== ЗАДАНИЕ ==
Ответьте по отрывку о каратэ:
(a) В каком году и где Оцука провёл первые неофициальные соревнования по контактным поединкам?
(b) Какое защитное снаряжение использовали в поединках?
(c) Какой стиль Оцука создал после Второй мировой войны?

== ФРАГМЕНТ СТРАНИЦЫ ==
• • • •
Но все уверения Фунакоси в несоответствии свободного поединка самому духу каратэ оказались напрасными. Каратэ стало практически независимым от него и начало развиваться уже по своим законам. Этого до конца своих дней так и не смог понять патриарх, пытаясь диктовать собственные условия и теряя преданных последователей.
Сильным ударом для него стал уход одного из самых блестящих учеников, Оцуки Хиронори, который долгое время считался ближайшим учеником Фунакоси ( дзики-дэси) . Поговаривали, что именно Оцуке патриарх должен передать свою школу. Но случилось неожиданное – произошёл разрыв. Оказывается, Оцука, будучи в то время сэмпаем и имея право самостоятельно вести тренировки, ввёл в постоянную практику свободный бой. Принцип бесконтактного поединка, когда кулак или нога останавливаются за несколько миллиметров до тела или едва касаются его, был тогда неизвестен. Поединки проводились в полный контакт, а в качестве протекторов использовали защитную экипировку для кэндо – шлемы, кирасы, налокотники и мягкие перчатки. С Оцуки фактически и начались турниры по спаррингам; монополия «каратэ без боя» закончилась. В 1930 г. Оцука проводит первые неофициальные соревнования по контактным поединкам в Токийском университете и окончательно порывает с Фунакоси.
Патриарх больше и слышать не хочет о своём лучшем ученике, не подозревая, что теряет человека, представлявшего собой весьма сильную личность в мире боевых искусств. Оцука сразу же после Второй мировой войны создаст собственный стиль Вадо-рю, который стремительно завоюет университетские залы и практически вытеснит оттуда стиль Сётокан мастера Фунакоси.
• • • •
== ДАННЫЕ ==
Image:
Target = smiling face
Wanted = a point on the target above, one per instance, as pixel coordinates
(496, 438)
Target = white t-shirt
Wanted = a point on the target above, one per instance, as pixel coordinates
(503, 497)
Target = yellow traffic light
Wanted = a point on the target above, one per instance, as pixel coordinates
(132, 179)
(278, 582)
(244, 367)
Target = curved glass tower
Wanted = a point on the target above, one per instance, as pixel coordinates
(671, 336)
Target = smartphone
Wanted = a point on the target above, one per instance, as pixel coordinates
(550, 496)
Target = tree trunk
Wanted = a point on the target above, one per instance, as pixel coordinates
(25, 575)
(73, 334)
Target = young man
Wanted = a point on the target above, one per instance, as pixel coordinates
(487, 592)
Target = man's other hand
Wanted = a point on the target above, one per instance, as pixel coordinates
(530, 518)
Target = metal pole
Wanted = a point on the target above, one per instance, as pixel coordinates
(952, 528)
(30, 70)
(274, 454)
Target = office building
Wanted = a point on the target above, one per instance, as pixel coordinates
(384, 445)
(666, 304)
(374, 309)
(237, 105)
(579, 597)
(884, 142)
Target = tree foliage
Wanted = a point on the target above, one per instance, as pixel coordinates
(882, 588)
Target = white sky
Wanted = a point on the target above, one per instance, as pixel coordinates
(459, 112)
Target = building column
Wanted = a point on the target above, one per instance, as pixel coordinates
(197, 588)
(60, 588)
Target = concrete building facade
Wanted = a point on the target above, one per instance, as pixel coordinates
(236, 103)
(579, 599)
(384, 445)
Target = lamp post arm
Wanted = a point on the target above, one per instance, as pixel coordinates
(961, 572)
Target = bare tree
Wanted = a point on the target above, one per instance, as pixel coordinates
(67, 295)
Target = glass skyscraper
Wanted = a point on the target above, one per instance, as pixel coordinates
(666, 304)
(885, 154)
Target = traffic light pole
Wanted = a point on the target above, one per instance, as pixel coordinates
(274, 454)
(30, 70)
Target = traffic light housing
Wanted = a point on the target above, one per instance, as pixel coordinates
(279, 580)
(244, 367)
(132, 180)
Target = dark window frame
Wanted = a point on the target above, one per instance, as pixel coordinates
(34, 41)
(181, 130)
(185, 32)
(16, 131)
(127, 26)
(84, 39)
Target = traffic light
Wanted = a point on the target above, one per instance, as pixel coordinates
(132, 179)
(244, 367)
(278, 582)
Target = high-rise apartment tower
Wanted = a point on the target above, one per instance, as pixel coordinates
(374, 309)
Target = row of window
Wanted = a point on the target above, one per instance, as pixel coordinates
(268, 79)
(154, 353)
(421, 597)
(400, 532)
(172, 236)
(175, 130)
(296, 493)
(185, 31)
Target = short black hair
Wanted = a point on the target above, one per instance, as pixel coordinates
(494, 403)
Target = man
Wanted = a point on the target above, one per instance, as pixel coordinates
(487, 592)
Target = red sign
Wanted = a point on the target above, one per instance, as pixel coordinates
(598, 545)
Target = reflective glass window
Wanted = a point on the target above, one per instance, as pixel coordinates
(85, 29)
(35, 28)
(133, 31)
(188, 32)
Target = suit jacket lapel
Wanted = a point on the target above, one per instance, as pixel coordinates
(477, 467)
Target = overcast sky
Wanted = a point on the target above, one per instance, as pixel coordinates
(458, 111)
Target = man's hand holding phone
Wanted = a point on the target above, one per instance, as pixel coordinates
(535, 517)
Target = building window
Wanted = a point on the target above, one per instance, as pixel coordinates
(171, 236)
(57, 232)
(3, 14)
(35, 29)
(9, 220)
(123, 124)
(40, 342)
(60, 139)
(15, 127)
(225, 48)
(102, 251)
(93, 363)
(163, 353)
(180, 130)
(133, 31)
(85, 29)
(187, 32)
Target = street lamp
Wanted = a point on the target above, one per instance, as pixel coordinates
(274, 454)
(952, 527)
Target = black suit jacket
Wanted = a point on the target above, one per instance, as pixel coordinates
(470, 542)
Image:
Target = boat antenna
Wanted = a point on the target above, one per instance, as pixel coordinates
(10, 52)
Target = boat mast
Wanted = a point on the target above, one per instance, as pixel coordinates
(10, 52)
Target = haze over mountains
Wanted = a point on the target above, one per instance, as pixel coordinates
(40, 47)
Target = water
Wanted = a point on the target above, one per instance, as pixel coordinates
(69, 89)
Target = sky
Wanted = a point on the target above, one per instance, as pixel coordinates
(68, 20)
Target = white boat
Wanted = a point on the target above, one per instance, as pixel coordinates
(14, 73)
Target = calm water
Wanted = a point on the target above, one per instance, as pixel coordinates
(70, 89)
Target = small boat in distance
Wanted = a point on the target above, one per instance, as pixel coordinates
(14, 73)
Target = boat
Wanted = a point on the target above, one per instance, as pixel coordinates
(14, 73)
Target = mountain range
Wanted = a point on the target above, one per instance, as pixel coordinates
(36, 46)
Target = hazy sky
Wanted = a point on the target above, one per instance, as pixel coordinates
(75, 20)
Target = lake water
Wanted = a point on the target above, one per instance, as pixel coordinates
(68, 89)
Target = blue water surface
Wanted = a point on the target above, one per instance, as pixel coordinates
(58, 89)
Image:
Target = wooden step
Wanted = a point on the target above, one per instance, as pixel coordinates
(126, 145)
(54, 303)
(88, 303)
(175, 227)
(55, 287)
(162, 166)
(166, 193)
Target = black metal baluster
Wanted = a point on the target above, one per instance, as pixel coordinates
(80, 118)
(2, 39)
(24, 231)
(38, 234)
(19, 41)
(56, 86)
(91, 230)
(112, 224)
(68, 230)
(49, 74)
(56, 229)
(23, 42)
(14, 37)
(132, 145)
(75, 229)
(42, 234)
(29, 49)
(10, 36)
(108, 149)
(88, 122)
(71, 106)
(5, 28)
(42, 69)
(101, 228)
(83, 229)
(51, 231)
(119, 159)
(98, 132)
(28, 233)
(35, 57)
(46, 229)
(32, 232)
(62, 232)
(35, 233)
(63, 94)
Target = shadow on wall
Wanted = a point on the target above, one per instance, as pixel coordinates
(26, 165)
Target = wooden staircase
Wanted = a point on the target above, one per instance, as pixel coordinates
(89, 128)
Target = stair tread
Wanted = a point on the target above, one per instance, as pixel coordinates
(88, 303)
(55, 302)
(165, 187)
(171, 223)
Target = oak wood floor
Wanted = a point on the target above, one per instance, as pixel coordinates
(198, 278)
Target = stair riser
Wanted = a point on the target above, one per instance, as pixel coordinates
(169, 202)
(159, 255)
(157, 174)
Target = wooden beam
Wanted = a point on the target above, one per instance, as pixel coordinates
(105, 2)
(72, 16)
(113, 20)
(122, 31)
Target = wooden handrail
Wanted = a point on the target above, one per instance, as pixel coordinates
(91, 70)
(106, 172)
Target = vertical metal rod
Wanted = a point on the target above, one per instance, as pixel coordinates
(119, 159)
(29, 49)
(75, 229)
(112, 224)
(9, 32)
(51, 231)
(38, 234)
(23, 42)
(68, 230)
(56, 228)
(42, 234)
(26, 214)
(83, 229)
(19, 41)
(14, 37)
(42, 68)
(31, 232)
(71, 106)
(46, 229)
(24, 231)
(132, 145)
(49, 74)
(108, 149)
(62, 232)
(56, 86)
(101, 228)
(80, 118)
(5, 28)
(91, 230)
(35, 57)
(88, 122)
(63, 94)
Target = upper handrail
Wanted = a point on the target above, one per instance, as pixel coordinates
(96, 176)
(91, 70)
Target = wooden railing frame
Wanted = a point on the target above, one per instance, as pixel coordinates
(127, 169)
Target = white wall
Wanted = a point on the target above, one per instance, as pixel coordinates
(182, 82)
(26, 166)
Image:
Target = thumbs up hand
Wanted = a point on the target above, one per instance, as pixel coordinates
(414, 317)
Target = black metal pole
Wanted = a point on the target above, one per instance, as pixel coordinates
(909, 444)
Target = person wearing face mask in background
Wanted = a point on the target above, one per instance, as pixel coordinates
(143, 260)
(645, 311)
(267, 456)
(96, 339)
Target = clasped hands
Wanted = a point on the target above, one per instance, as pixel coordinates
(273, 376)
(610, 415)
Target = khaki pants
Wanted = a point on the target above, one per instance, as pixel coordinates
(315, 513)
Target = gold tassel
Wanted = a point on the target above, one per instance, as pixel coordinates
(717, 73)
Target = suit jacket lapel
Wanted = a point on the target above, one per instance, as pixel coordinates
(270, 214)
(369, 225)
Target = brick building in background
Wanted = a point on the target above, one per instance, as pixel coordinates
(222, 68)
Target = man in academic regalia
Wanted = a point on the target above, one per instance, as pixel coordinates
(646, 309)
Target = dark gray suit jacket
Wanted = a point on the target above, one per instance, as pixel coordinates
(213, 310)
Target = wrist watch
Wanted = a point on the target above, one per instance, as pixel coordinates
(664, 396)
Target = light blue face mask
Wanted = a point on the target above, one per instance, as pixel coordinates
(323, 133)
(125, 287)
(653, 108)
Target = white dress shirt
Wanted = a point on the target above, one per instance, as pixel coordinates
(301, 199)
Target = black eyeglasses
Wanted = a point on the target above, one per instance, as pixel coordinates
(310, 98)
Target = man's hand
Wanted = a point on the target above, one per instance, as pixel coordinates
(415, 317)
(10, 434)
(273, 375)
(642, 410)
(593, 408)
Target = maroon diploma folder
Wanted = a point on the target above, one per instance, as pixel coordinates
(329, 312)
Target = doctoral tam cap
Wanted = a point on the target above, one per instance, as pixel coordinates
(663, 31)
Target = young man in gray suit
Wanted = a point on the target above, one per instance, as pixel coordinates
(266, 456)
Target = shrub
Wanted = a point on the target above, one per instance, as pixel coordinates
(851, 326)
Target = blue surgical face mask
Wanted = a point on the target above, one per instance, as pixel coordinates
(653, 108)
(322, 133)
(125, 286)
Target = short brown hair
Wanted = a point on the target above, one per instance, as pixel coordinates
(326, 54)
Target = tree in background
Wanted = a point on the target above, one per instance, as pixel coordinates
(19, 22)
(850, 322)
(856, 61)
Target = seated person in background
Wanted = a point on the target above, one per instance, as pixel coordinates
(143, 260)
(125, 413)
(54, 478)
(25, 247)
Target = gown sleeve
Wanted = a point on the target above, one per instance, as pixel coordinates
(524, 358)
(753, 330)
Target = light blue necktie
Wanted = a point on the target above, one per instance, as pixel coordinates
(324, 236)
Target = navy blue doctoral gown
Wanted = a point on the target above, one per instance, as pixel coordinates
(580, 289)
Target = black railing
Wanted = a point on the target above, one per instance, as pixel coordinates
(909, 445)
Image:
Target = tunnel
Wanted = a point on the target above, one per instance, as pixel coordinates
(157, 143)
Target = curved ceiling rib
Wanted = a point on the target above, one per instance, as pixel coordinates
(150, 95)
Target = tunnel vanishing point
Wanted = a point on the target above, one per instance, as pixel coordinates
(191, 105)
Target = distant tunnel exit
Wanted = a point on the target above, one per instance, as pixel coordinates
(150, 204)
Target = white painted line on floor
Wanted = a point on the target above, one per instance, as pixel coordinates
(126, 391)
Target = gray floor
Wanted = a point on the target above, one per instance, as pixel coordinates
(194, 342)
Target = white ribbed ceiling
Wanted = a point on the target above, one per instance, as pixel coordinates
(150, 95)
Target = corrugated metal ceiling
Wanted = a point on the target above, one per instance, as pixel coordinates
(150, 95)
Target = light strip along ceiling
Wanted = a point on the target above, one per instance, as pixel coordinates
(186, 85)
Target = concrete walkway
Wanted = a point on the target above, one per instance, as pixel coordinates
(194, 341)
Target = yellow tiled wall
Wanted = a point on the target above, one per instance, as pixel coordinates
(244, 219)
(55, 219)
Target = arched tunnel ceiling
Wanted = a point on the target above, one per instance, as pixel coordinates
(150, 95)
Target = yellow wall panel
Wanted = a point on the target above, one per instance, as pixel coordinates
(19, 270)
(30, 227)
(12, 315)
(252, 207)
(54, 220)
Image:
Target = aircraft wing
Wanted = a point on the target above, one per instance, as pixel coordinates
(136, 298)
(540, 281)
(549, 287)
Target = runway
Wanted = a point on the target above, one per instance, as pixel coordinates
• • • •
== ОТВЕТ ==
(a) В 1930 году, в Токийском университете.
(b) Защитную экипировку для кэндо: шлемы, кирасы, налокотники и мягкие перчатки.
(c) Вадо-рю.